[Saved entries]
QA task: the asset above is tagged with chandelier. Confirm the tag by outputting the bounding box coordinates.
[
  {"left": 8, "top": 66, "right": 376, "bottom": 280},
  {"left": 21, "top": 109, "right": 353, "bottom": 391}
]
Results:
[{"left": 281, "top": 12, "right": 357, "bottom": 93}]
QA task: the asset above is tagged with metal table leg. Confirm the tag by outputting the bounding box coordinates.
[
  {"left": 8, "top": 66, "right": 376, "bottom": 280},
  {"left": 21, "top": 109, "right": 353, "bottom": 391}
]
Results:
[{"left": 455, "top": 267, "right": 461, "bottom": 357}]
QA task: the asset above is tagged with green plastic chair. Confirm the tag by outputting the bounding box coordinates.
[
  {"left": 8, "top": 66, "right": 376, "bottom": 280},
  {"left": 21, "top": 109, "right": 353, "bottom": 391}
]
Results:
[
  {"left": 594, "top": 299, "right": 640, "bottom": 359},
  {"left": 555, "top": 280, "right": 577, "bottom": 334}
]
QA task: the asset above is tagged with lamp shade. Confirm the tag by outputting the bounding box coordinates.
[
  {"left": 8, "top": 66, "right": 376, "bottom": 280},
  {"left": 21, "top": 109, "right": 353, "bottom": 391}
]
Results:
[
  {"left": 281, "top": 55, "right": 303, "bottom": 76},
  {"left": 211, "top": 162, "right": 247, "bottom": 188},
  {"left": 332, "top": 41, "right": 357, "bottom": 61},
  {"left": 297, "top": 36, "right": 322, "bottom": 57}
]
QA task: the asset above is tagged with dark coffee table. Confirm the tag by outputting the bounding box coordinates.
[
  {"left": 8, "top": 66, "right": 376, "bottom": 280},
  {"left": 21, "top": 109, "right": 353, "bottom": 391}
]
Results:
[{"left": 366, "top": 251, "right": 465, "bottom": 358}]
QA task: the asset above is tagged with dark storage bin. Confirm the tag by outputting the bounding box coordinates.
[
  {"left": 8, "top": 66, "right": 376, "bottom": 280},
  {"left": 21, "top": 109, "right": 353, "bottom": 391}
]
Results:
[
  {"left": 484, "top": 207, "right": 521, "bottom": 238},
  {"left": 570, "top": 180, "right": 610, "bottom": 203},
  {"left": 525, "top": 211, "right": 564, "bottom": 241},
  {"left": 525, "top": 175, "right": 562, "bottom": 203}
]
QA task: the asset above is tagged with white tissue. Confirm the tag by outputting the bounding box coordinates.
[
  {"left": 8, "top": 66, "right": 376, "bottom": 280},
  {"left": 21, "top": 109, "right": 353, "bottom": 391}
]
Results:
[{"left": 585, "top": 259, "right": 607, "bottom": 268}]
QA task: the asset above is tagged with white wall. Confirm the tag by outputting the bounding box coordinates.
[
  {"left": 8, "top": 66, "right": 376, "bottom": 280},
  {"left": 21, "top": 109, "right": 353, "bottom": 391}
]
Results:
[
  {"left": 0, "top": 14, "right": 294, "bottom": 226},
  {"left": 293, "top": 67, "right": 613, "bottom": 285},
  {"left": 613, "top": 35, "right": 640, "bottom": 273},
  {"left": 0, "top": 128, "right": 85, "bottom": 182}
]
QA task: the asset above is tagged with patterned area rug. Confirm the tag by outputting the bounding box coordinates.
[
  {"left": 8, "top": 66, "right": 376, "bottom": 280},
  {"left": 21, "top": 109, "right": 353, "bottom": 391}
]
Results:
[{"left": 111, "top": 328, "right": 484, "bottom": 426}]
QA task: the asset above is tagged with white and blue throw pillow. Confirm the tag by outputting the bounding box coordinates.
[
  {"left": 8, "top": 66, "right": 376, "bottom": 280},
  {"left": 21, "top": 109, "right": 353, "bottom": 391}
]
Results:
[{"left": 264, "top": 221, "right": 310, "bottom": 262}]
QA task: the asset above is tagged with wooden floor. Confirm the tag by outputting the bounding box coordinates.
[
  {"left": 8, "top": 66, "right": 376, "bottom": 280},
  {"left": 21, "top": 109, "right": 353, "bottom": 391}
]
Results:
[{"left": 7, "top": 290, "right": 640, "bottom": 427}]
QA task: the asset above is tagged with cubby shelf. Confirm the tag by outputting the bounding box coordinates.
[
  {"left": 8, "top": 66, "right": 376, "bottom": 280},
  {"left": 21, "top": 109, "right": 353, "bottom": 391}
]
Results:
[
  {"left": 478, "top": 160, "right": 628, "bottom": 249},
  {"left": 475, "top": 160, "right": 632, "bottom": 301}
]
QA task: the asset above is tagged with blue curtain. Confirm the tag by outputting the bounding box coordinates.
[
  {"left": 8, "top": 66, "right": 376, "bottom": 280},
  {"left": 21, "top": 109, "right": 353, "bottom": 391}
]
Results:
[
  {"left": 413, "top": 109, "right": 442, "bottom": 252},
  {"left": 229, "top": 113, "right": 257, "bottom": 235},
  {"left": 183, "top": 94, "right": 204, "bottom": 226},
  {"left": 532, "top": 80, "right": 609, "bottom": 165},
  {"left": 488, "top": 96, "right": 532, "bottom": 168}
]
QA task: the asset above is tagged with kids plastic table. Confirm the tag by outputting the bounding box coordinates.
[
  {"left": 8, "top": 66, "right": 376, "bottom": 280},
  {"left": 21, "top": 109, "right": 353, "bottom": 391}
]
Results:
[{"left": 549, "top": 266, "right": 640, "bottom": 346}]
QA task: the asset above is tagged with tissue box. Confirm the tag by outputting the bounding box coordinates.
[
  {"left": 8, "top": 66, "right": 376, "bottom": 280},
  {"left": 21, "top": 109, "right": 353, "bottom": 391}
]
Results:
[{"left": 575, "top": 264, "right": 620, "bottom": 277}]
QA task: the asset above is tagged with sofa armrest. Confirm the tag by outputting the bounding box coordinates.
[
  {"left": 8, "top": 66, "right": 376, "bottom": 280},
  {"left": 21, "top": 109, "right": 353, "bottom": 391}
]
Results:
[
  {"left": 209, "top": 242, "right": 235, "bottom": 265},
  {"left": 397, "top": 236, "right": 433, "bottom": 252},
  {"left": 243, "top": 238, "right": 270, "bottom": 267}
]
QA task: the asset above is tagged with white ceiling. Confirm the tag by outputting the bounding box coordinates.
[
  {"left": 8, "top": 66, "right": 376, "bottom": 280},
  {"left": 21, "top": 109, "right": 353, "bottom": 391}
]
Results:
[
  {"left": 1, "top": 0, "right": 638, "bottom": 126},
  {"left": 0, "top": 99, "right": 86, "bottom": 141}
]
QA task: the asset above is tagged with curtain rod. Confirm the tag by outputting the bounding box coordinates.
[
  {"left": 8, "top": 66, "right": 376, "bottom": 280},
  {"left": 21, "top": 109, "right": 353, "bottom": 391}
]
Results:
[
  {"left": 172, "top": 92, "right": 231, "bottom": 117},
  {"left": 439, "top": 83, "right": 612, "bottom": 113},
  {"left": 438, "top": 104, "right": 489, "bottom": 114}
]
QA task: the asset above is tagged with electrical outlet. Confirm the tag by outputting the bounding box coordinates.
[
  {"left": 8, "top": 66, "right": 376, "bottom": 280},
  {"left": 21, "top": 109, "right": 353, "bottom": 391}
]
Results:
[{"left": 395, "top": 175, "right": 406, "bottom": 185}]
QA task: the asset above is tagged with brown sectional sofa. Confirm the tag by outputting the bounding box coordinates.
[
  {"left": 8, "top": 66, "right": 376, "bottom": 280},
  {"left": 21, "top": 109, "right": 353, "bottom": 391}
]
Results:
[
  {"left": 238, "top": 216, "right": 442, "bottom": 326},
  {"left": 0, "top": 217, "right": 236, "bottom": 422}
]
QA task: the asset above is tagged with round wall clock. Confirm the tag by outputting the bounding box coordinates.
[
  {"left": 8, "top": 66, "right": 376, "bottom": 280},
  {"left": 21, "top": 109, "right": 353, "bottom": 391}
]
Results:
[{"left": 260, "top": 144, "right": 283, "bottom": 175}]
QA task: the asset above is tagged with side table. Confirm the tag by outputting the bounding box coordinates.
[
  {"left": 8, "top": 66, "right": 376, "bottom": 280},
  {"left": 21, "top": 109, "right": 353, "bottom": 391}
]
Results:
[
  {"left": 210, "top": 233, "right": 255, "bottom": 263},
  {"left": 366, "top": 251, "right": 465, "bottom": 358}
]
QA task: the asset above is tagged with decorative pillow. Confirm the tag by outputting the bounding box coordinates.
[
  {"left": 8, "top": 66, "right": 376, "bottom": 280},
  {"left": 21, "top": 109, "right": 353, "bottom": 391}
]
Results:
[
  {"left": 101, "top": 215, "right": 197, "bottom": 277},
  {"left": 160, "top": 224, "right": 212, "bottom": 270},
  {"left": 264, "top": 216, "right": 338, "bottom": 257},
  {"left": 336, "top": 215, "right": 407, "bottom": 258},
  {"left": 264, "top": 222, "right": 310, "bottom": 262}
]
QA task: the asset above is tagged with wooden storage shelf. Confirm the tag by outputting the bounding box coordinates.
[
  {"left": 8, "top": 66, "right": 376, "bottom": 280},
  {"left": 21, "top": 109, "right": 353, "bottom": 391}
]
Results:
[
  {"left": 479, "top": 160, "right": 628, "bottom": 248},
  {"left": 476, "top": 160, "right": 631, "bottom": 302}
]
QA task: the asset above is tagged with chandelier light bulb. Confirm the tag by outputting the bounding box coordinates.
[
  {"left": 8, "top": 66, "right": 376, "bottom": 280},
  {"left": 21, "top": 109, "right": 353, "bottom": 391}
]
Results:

● TO DO
If a line in the records above contains the word "storage", copy it.

● TASK SOLUTION
QA task: the asset above is tagged with dark storage bin. Confirm the tag by outputting the bounding box coordinates.
QA task: the asset above is tagged with wooden storage shelf. Confirm the tag by outputting the bounding box coordinates.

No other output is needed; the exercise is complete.